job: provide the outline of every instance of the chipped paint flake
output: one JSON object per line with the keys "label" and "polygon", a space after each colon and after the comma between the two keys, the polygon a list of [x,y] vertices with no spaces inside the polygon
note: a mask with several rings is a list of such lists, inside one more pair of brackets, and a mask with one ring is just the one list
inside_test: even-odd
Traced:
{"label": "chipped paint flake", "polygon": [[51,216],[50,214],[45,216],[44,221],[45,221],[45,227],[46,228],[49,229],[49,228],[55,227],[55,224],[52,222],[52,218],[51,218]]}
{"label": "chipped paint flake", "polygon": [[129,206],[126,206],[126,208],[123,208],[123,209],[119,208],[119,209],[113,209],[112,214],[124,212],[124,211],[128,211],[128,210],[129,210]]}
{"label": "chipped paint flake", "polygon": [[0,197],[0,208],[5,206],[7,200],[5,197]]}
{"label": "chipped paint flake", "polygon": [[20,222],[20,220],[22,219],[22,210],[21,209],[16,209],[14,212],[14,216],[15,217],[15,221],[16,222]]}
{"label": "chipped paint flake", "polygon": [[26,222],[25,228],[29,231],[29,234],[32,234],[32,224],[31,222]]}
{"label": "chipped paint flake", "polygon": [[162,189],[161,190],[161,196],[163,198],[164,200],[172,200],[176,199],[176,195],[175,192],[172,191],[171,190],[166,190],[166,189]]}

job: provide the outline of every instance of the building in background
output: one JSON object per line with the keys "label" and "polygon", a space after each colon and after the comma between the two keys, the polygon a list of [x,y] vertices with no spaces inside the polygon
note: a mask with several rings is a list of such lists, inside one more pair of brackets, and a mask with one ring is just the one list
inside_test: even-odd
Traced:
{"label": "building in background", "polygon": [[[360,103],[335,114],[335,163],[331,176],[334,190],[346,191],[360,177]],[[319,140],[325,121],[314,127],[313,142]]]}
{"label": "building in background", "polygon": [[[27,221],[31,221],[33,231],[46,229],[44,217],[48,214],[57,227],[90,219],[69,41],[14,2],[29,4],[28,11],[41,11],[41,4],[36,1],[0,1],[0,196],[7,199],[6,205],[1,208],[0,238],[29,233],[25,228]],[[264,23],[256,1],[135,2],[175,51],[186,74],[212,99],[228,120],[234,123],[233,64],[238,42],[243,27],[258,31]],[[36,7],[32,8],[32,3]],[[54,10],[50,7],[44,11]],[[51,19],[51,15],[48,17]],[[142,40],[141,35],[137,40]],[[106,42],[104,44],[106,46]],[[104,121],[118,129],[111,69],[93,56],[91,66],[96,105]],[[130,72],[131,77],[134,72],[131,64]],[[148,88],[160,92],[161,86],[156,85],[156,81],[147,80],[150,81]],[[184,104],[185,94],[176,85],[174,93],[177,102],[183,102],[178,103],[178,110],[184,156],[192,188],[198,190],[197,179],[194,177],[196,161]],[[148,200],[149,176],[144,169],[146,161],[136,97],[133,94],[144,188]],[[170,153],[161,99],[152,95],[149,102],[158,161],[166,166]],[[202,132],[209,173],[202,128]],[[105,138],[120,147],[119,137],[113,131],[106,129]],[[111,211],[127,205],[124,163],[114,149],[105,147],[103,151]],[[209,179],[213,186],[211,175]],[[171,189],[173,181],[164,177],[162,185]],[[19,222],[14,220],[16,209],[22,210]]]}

**Problem description:**
Rewrite every line from the one containing "job: provide the outline of every instance of the building" through the end of the items, requests included. In the traced answers, offset each polygon vertex coordinate by -136.

**Right answer:**
job: provide the outline of every instance of the building in background
output: one JSON object per line with the keys "label" and "polygon", a space after each colon and after the comma between the two keys, the polygon a list of [x,y] vertices with no spaces inside the polygon
note: a mask with several rings is a list of such lists, inside one more pair of brackets, and a mask with one ring is just the one list
inside_test: even-odd
Traced:
{"label": "building in background", "polygon": [[[224,-33],[199,-22],[199,27],[195,40],[198,54],[210,55],[224,41]],[[183,4],[189,-15],[178,-9],[177,6]]]}
{"label": "building in background", "polygon": [[[-109,85],[-105,85],[-103,95],[-90,93],[-92,81],[-88,78],[-79,91],[-46,83],[-67,-95],[-122,-134],[-107,-132],[-108,-125],[-95,-125],[-95,-132],[-100,-135],[-136,-135],[-136,60],[-129,63],[-130,69],[-135,72],[-136,102],[-107,97],[-111,92]],[[128,-113],[120,-135],[-1,-134],[39,-85],[50,-62],[76,-37],[92,-16],[98,-13],[97,-72],[102,-94],[107,-109],[122,-105]],[[-100,-129],[-104,-128],[-104,-133]],[[-82,-126],[-86,-129],[-92,-125]],[[-85,-117],[-85,-121],[-88,-119]],[[6,-96],[5,-101],[1,-96]],[[-30,-94],[-32,-92],[-30,-90]],[[-32,-15],[-18,-7],[-25,-67],[-43,-80],[-45,-70],[-40,-31]],[[-6,-64],[-5,-59],[-2,-64],[-5,-72]],[[12,-48],[24,-44],[25,-50],[20,-51],[20,-55],[11,-56],[14,-55]],[[48,-32],[49,-42],[40,-51],[38,-43],[41,-34],[47,-34],[42,-33],[42,-26],[48,20],[56,52],[62,54],[61,43],[58,41],[60,25]],[[12,64],[13,40],[8,33],[10,25],[0,-39],[-3,-42],[8,52]],[[34,17],[25,-37],[16,-41],[13,-34],[22,25],[30,30]],[[66,-4],[73,37],[66,-8]],[[-31,2],[-16,11],[-17,1],[-23,-5],[-30,-7]],[[-25,75],[-9,69],[-12,27],[-22,13],[-31,11],[-33,15]],[[73,43],[77,50],[75,39]],[[35,53],[37,45],[28,41],[26,49]],[[-117,86],[-122,84],[-120,73],[-114,74]]]}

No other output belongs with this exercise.